He didn’t talk about the war much at all she remembers, but sometimes he would recall the conditions they lived and fought in. 

“He’d talk about the rats in the trenches, the tough conditions, the mud, and the winter cold. I suppose the horror had dissipated a bit, but he would only talk about it occasionally.”

On his return to New Zealand he settled in Mid Canterbury, married, had three children, and worked as a farm manager. Because of his wounds, two of his fingers never opened out again, yet he still chose farming.

“He picked up his life and carried on. After what he had been through, I really don’t know how he did it.

‘‘He was a lovely, kind, and caring father,’’ she says. ‘‘He never complained, was very hard working. My dad was both a gentleman and a gentle man.”

Map of the human heart 

While Jackie knew her father had fought on the Western Front and at the Somme and Messines, she was not aware of his involvement in the liberation of Le Quesnoy. 

She discovered the Le Quesnoy connection by chance. He had brought a number of maps home with him from the war which Jackie treasured.

“I hadn’t looked at them much because they were 100 years old and very fragile,” she says. 

It wasn’t until she had the maps copied and digitised that she was able to explore the small towns that were named on the map. 

“When I Googled Le Quesnoy it came up with a lot of information about the New Zealand Army’s liberation of the town and I discovered the 3rd Battalion New Zealand Rifle Brigade – Dad’s division – had been involved in the liberation and I was intrigued.”

From farmer to soldier 

Born on June 13, 1894, at Waitohi Flat, South Canterbury, Jack was working on a farm as a 21-year-old when he enlisted in the army. He would serve from April 1916 until June 1919 – a total of three years and 66 days.

He was posted as a rifleman to the 3rd Battalion and did his initial training in New Zealand until his departure on the HMNZ Waitemata on July 26, 1916.   

Disembarking from Devonport they arrived in England on October 3, 1916, marched to Sling, Wiltshire, and then left for France on October 20. Jack served on the Western Front from November 1916 until he was sent to hospital with mumps in April, 1917, before returning to the field in May.

In June the Battle of Messines took place with Jack suffering a gunshot to his right arm. He was treated in the field before being transferred to the New Zealand General Hospital in Brockenhurst, England on June 15.

The scale of the Messines battle was vast with 25,000 Germans and 17,000 Allied soldiers killed, including 700 New Zealanders. 

After Jack returned to France in October 1917, it would be a year before his division helped to liberate Le Quesnoy. 

In January 1918, Jack attended a rifle course at Strennsill School of Musketry in Yorkshire, England, and returned for another course in April of that year where he received First Class honours.   

By the end of the war Jack had been promoted to Sergeant and left England from Liverpool on the Northumberland troop ship on May 1, 1919, arriving back in New Zealand on June 7, 1919.

He received the British War Medal in 1921 and the Victory Medal in 1922.

Return to Le Quesnoy 

Jackie was 29 when her father died in 1973. To remember the service of her father, Jackie, her son James, and granddaughter Lucia, visited Le Quesnoy in 2018 to attend the 100th commemoration of the liberation. 

“Three generations of dad’s family stood in the cobble-stoned square where he had stood when the town was liberated. I hoped he would be proud. It was very special but also quite strange. It had not changed in 100 years – it was a very emotional feeling.”

There were 196 New Zealanders who died in the liberation of Le Quesnoy, of those 80 were from Jack’s division. The resourceful way Kiwi soldiers used a ladder to scale the walls of the town meant no civilian lives were lost during the liberation. 

The NZ Liberation Museum – Te Arawhata was still in its early planning stages then and Jackie is thrilled the doors are now open. 

‘‘It’s incredible to see the museum come to fruition. Le Quesnoy is a lovely town and I hope Te Arawhata is a place that Kiwis, especially the young ones, will visit to remember and honour what soldiers like my father did in the war.”
========================
### WHAT IS REQUIRED
Reproduce the Le Quesnoy article word for word from "Born on June" to "field in May.". The listing after this text isn't needed for anything here.

### DATA SHOWN
========================
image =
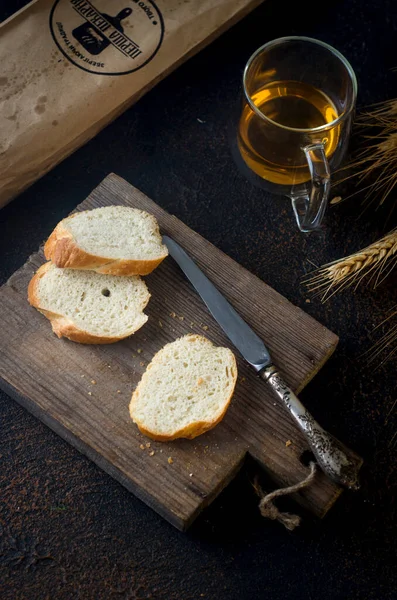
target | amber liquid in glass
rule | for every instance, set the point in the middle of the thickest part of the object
(273, 153)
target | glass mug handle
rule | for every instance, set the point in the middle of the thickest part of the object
(309, 208)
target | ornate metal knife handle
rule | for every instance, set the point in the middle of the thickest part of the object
(329, 452)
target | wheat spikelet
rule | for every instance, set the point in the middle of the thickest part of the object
(386, 344)
(375, 168)
(374, 263)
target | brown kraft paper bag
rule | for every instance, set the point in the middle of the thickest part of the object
(69, 67)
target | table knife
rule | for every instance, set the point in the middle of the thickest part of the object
(331, 455)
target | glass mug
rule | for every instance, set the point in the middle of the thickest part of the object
(298, 105)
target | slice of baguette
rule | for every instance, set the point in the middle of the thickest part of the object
(185, 390)
(87, 307)
(115, 240)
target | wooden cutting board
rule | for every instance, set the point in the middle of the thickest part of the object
(83, 392)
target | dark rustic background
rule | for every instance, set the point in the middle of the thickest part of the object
(68, 531)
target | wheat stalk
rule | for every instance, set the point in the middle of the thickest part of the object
(377, 163)
(374, 262)
(388, 342)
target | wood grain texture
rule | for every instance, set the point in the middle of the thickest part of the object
(54, 379)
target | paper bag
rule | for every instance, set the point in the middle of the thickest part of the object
(68, 67)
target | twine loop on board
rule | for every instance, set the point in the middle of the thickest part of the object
(270, 511)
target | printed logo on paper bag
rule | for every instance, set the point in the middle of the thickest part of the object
(107, 37)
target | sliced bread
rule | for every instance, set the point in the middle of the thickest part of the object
(116, 240)
(87, 307)
(185, 390)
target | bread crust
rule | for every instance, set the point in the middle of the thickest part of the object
(62, 249)
(64, 327)
(193, 429)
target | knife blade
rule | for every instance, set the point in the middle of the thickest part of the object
(243, 337)
(330, 453)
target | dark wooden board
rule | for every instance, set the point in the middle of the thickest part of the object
(53, 378)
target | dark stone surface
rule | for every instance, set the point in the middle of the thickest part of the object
(68, 531)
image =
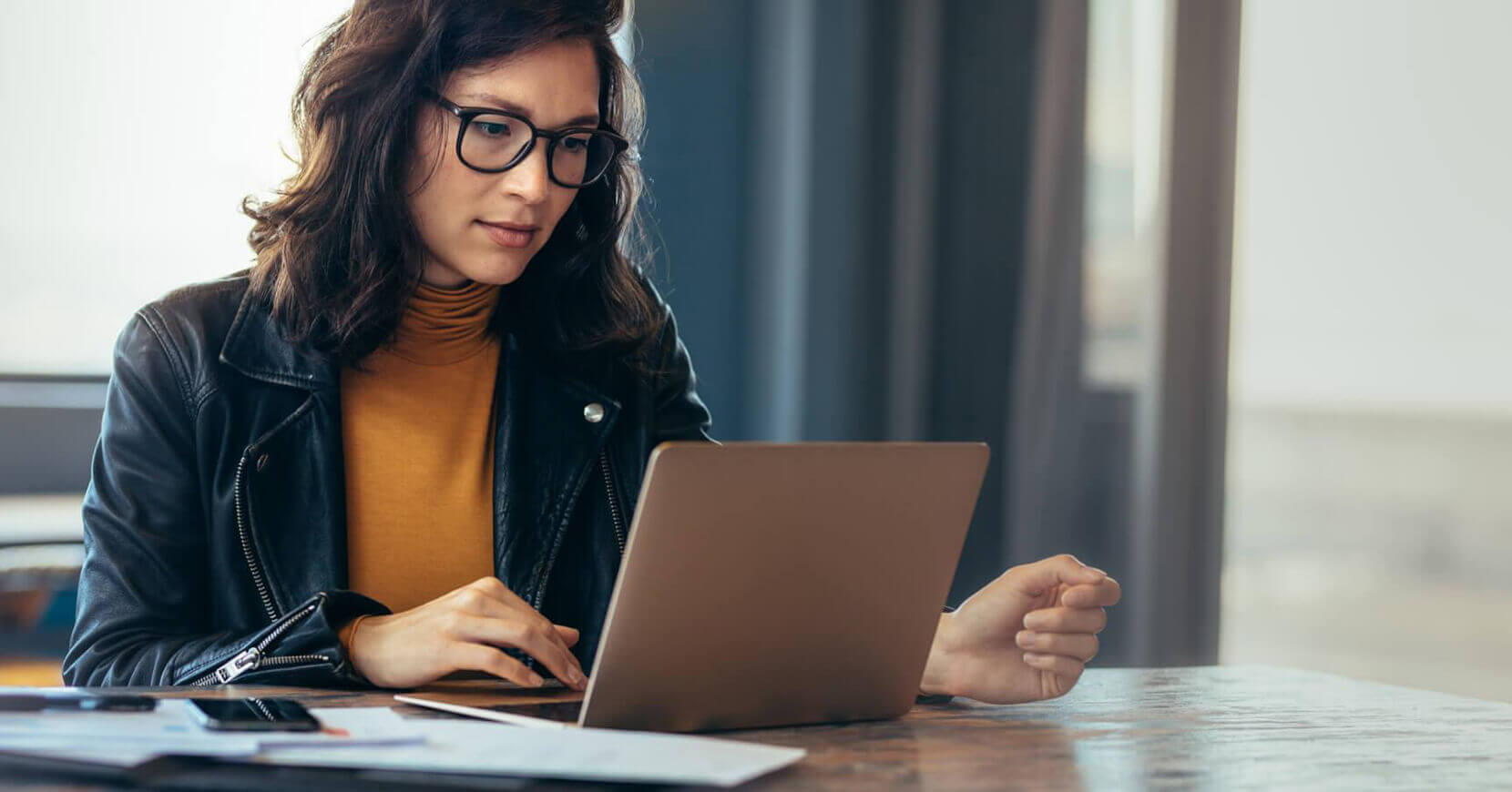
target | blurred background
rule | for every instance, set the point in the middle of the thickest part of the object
(1221, 283)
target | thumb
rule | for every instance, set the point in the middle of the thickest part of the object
(1065, 569)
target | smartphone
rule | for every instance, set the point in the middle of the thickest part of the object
(253, 716)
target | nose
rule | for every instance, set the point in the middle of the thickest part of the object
(529, 178)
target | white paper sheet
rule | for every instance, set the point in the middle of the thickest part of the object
(596, 755)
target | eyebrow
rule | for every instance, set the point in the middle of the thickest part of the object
(591, 119)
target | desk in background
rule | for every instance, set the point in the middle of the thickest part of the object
(1225, 727)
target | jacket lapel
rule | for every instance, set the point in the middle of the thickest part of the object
(297, 499)
(545, 449)
(545, 452)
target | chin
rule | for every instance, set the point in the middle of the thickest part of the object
(499, 271)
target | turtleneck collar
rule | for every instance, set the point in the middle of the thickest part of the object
(446, 325)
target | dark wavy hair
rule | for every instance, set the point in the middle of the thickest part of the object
(338, 251)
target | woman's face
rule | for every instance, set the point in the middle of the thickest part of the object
(556, 86)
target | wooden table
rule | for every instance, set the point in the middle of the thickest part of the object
(1222, 727)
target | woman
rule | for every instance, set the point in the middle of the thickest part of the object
(405, 440)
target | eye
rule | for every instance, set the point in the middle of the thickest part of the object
(493, 127)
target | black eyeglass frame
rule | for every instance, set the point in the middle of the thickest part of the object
(466, 117)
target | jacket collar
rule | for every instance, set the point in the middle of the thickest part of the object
(256, 348)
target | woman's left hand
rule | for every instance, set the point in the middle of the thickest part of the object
(1024, 636)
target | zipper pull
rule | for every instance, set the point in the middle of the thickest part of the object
(238, 665)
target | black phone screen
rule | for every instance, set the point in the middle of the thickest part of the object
(254, 716)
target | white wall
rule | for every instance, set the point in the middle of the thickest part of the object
(132, 133)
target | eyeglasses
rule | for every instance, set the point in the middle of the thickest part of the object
(493, 141)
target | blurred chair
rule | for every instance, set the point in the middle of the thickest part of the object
(41, 552)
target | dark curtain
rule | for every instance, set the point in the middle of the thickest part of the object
(841, 197)
(870, 222)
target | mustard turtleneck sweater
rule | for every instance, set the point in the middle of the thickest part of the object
(417, 442)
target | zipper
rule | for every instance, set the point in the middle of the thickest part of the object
(245, 535)
(614, 501)
(253, 658)
(614, 514)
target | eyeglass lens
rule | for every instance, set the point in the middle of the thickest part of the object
(493, 141)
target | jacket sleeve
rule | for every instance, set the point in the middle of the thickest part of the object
(144, 590)
(678, 411)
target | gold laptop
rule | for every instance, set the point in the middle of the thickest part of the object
(771, 584)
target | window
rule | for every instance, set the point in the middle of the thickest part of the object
(1369, 519)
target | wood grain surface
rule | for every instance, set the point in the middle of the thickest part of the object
(1218, 727)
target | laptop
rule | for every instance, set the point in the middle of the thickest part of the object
(770, 584)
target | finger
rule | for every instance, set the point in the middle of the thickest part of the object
(492, 661)
(1063, 667)
(1089, 620)
(1099, 594)
(493, 588)
(492, 599)
(543, 645)
(1040, 576)
(1076, 645)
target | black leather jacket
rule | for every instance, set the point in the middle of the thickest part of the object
(215, 522)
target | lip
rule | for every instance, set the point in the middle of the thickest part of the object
(511, 226)
(508, 235)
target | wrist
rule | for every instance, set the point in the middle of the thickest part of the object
(938, 677)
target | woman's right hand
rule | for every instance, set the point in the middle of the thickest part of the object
(463, 631)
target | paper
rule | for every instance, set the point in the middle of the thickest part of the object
(596, 755)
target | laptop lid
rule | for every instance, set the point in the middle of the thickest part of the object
(770, 584)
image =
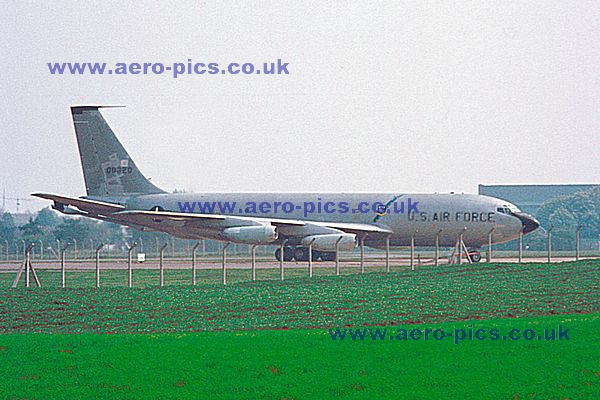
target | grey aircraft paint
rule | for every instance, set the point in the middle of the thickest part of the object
(117, 191)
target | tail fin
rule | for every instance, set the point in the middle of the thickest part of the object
(107, 168)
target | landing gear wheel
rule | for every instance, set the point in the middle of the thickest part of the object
(328, 256)
(278, 254)
(301, 254)
(288, 254)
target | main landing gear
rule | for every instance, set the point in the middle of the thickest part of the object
(475, 255)
(300, 253)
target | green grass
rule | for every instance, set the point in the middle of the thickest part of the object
(251, 339)
(304, 364)
(427, 295)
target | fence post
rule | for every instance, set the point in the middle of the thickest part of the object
(161, 264)
(577, 242)
(310, 257)
(550, 243)
(437, 248)
(337, 256)
(194, 263)
(521, 245)
(62, 264)
(224, 273)
(412, 252)
(489, 255)
(129, 271)
(100, 246)
(387, 253)
(281, 251)
(253, 253)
========================
### RESULT OF THIS TASK
Born on June 13, 1894, at Waitohi Flat, South Canterbury, Jack was working on a farm as a 21-year-old when he enlisted in the army. He would serve from April 1916 until June 1919 – a total of three years and 66 days.

He was posted as a rifleman to the 3rd Battalion and did his initial training in New Zealand until his departure on the HMNZ Waitemata on July 26, 1916.   

Disembarking from Devonport they arrived in England on October 3, 1916, marched to Sling, Wiltshire, and then left for France on October 20. Jack served on the Western Front from November 1916 until he was sent to hospital with mumps in April, 1917, before returning to the field in May.